[Start Data in this exercise]
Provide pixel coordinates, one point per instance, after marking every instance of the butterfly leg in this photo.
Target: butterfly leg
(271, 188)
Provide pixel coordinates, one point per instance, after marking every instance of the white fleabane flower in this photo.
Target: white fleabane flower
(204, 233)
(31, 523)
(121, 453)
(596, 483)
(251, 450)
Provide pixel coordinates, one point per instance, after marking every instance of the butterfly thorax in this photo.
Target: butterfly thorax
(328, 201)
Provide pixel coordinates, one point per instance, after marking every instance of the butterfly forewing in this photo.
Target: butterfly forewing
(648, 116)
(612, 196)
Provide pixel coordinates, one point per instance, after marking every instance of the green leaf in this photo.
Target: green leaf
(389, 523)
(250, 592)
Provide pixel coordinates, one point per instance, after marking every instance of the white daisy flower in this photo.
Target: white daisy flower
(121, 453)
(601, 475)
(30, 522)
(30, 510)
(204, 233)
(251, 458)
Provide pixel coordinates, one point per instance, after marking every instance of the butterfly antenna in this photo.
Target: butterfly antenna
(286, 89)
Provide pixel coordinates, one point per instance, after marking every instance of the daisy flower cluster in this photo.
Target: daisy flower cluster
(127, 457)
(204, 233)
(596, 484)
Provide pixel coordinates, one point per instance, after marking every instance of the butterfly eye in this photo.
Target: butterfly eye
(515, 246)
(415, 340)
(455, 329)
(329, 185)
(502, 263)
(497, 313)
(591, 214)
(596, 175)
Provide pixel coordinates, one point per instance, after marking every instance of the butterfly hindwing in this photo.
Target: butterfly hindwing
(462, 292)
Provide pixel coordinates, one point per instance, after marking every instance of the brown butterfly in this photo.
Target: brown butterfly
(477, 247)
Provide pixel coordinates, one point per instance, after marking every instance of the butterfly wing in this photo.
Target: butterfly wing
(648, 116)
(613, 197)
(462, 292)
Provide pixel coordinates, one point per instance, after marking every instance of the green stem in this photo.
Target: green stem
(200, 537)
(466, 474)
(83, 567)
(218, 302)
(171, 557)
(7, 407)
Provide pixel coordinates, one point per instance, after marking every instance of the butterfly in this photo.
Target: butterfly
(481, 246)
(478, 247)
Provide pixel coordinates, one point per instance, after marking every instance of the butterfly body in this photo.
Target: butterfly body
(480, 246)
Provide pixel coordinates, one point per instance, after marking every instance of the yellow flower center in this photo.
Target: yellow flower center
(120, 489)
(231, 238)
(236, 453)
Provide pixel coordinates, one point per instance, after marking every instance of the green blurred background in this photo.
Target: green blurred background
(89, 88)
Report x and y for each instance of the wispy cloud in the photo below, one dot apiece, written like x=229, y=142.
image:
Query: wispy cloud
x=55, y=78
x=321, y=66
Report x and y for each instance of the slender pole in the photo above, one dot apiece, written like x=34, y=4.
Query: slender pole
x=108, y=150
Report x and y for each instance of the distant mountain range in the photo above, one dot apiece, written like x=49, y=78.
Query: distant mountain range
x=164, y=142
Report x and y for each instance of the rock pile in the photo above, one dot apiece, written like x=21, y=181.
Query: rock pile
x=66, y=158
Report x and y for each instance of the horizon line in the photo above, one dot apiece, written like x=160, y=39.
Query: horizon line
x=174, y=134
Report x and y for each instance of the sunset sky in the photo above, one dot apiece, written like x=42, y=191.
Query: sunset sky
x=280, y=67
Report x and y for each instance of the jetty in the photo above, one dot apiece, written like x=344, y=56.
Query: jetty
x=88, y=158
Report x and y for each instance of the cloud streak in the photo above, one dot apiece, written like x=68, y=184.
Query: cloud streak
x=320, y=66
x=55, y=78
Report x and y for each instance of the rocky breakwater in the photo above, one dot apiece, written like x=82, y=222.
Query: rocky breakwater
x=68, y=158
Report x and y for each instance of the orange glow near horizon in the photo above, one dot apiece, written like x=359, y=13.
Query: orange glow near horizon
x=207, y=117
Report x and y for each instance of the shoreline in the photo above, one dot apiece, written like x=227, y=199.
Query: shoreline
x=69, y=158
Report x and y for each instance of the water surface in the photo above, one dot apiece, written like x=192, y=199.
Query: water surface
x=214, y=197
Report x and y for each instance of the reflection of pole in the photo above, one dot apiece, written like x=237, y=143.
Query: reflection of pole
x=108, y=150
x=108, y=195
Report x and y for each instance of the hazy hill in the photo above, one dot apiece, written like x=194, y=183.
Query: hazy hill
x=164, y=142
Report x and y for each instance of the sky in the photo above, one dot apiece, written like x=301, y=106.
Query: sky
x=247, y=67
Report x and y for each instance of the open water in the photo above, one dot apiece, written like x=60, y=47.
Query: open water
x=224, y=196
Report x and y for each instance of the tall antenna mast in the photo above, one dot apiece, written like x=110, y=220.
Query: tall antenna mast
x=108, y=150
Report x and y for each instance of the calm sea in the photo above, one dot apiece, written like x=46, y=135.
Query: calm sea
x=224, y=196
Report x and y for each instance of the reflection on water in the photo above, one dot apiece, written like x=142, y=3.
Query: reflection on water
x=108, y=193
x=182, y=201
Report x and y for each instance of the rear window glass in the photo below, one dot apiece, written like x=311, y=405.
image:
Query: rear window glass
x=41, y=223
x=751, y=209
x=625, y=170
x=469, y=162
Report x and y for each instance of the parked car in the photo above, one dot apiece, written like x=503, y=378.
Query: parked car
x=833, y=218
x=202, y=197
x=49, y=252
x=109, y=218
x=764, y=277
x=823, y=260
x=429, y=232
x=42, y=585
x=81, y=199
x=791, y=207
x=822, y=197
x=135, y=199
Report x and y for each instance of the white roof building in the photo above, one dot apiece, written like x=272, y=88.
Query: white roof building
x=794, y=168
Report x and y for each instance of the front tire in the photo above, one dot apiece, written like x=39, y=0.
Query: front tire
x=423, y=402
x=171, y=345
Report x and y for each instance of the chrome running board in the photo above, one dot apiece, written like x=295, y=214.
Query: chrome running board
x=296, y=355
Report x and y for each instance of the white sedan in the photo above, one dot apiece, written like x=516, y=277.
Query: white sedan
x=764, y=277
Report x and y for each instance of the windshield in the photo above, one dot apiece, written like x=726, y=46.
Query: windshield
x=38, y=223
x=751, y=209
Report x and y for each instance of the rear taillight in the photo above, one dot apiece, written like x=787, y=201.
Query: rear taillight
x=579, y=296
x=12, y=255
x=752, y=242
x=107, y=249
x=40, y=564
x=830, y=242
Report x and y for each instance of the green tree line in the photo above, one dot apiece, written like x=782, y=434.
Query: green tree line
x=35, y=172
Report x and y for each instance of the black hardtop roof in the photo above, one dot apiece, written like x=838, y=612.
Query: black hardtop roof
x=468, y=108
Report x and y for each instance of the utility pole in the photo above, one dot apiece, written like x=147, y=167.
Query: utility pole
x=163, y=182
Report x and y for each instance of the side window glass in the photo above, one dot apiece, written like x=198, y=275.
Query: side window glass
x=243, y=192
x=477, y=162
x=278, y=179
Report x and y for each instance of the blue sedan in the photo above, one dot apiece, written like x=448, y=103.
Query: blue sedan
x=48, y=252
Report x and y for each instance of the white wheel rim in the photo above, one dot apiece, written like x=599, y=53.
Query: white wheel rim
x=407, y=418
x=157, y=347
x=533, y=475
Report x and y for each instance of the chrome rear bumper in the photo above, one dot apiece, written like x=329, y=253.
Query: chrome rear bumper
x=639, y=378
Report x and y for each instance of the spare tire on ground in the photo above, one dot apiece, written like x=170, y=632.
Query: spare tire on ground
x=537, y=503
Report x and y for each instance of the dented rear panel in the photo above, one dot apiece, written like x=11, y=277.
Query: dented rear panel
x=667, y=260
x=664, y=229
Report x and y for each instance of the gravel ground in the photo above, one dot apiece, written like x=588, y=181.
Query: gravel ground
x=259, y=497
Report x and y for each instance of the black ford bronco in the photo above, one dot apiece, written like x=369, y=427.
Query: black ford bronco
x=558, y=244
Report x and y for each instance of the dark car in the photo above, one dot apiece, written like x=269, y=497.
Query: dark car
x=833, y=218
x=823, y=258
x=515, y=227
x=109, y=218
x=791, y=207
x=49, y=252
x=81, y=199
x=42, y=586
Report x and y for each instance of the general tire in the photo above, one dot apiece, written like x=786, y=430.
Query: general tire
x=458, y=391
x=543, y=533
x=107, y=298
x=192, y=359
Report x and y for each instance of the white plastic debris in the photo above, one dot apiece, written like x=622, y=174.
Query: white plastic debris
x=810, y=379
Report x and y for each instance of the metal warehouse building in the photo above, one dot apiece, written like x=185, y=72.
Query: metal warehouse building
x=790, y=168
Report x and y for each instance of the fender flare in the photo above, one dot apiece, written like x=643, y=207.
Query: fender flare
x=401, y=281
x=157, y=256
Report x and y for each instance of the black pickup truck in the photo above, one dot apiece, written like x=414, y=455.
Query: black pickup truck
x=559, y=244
[End Data in this exercise]
Required task = Print, without any changes, the lines from the one containing "Report x and y for each instance of the windshield" through the one containing "x=278, y=179", including both of those lines.

Reply to the task =
Report x and y for each instance of the windshield in the photo above, one dot apiece, written like x=726, y=46.
Query: windshield
x=38, y=223
x=751, y=209
Report x and y for each instance of the rear taillight in the photo above, one dot apiece, written like x=787, y=201.
Query: rear taillight
x=579, y=296
x=12, y=255
x=752, y=242
x=107, y=249
x=40, y=564
x=830, y=242
Report x and y for each instance of the green tree line in the photo above, one dot apiece, written like x=782, y=434.
Query: green tree line
x=35, y=172
Report x and y for each instance of the black hardtop roof in the photo above, one dot apiece, written like x=838, y=612.
Query: black hardtop roof
x=468, y=108
Report x and y for each instance of the utility pole in the photo above, one dot apiece, written like x=147, y=167.
Query: utility pole
x=163, y=182
Report x and y for each instance of the side window glass in the photo above, one dot apiece, written like x=198, y=275.
Query: side window glass
x=243, y=192
x=477, y=162
x=278, y=179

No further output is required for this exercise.